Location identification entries
============

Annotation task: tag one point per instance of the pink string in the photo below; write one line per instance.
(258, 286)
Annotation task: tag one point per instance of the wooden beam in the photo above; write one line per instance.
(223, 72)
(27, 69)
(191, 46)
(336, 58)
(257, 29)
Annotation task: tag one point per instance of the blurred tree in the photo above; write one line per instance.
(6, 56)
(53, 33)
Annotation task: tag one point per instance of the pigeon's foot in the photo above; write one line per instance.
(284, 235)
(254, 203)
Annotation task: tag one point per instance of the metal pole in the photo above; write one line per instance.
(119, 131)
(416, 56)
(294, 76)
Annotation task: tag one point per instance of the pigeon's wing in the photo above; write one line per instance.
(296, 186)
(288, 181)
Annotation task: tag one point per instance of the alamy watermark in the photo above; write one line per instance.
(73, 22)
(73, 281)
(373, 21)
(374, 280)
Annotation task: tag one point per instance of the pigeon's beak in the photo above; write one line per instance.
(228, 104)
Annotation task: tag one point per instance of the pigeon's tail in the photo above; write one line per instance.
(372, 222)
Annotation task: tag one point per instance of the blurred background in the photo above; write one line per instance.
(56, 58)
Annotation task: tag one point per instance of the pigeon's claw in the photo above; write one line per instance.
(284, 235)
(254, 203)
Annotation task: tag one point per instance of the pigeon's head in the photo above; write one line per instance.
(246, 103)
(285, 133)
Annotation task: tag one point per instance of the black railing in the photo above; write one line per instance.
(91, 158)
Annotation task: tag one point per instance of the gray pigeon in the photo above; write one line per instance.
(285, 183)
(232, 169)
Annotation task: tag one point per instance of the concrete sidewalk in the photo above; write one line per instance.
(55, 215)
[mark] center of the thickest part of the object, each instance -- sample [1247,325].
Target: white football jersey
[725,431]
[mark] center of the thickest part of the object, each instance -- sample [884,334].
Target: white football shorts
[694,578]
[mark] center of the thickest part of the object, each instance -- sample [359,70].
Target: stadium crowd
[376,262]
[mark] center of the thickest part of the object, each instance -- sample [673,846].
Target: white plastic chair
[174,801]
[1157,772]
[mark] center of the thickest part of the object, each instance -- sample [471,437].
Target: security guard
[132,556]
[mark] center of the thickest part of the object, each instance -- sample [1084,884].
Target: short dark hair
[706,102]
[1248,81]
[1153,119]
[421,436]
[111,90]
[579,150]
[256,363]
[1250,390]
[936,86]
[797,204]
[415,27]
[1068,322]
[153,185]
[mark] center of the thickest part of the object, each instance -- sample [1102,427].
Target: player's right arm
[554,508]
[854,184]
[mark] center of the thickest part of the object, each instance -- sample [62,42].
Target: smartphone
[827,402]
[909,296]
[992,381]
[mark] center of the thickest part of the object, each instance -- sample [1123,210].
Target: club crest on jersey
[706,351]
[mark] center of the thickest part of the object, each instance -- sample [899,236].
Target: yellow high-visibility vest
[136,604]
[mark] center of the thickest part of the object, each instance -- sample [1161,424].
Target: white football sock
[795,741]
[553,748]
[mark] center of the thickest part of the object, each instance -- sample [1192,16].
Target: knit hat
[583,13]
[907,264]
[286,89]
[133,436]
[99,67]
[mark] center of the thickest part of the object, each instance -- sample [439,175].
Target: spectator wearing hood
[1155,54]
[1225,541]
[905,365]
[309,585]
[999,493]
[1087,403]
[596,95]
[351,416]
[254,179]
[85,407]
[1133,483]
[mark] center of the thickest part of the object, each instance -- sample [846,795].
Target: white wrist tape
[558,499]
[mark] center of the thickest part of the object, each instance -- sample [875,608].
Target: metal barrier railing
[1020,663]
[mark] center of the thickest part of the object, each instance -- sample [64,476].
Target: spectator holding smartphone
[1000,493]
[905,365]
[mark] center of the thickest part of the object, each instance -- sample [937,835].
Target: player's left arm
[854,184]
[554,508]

============

# Task goal
Nothing in the listing may be changed; retype it all exactly.

# Solution
Annotation task: tag one point per instance of the pink string in the photo below; write one line per instance.
(258, 286)
Annotation task: tag one point per instance of the wooden beam in the photo above; write one line per instance.
(223, 72)
(27, 69)
(191, 46)
(336, 58)
(257, 29)
Annotation task: tag one point per instance of the blurred tree in the photo above; write one line per instance.
(6, 56)
(53, 33)
Annotation task: tag one point per instance of the pigeon's foot in the photo above; write one line per instance.
(284, 235)
(254, 203)
Annotation task: tag one point per instance of the metal pole in the photo above; write one line per instance.
(119, 131)
(416, 56)
(294, 76)
Annotation task: tag one point per instance of the pigeon's wing in the photo above; write one line per instance.
(296, 186)
(288, 181)
Annotation task: tag one point per instance of the alamy watermark in the photo above; write one line per instance.
(73, 22)
(73, 281)
(373, 21)
(374, 280)
Annotation task: tag one point per instance of the pigeon's beak in the photo above; write one line per instance.
(228, 104)
Annotation task: tag one point per instance of the pigeon's tail in the photo above; write one line per instance.
(372, 222)
Annotation task: tag one point per instance of the blurred background in the photo above; write one line per instance.
(56, 58)
Annotation task: tag one point per instance of the pigeon's claw in the photo above; write one line per instance.
(284, 235)
(254, 203)
Annotation task: tag one point per instance of the pigeon's head in the photo above; write one line per instance.
(246, 103)
(285, 133)
Annotation task: tag one point per instance of the black railing in the photo above; write one line per instance.
(91, 158)
Annotation task: tag one point per instance of the gray pigeon in the photo above; write one line per instance.
(285, 183)
(232, 169)
Annotation task: tag one point per instance of the concrete sidewalk in the photo above; write one line per instance.
(55, 215)
[mark] center of the thickest part of the object, each instance -- sample [1247,325].
Target: white football jersey
[725,431]
[mark] center of the thickest part of the object, each instance -- sample [884,334].
Target: white football shorts
[694,578]
[mark] center of the thickest part of the object, each instance -- sample [359,70].
Target: stadium crowd
[376,262]
[mark] center of the thickest part of the object, each instance -- sample [673,846].
Target: white plastic chair
[174,801]
[1157,772]
[mark] center of the thickest part of the object, each instance -- sample [471,437].
Target: security guard
[132,556]
[mark] center of the thickest part of the object, each instance -- sample [1084,884].
Target: short dark hair
[706,102]
[1248,81]
[1153,119]
[421,436]
[111,90]
[579,150]
[256,363]
[1250,390]
[936,86]
[797,204]
[415,27]
[1068,322]
[153,185]
[mark] center of the thickest part of the object, each instance -- sample [1102,427].
Target: player's right arm
[554,508]
[854,184]
[mark] center of the thickest part of the object, each instance -- sample [62,42].
Target: smartphone
[827,402]
[909,296]
[992,381]
[mark] center of the thickest part of the object, each instance -- sample [1123,210].
Target: club crest on jersey
[706,351]
[mark] center of the thickest part of the object, each instance -- sample [899,236].
Target: yellow high-visibility vest
[136,604]
[mark] center of the thickest part of the object, each instance -- sample [1161,424].
Target: white football sock
[795,741]
[553,748]
[mark] center of the thickest part of the object, each instance -- sample [1192,16].
Target: knit hat
[583,13]
[907,264]
[286,89]
[133,436]
[99,67]
[mark] center of the thickest part of the object, each instance -- sample [439,175].
Target: spectator wearing hood
[1155,54]
[1225,541]
[905,365]
[309,585]
[999,493]
[1087,403]
[596,95]
[351,416]
[254,179]
[85,407]
[1133,483]
[mark] center of the thickest part of the object, each instance -- sample [846,795].
Target: white wrist tape
[558,499]
[mark] center of the thickest part of the object, each instance -- sample [875,608].
Target: metal barrier railing
[1020,663]
[mark] center of the thickest part of the object, each instance -- sample [64,476].
Target: spectator holding smartphone
[1000,493]
[905,365]
[mark] center of the thickest part of the object, each instance -- sample [937,835].
Target: player's left arm
[854,184]
[554,508]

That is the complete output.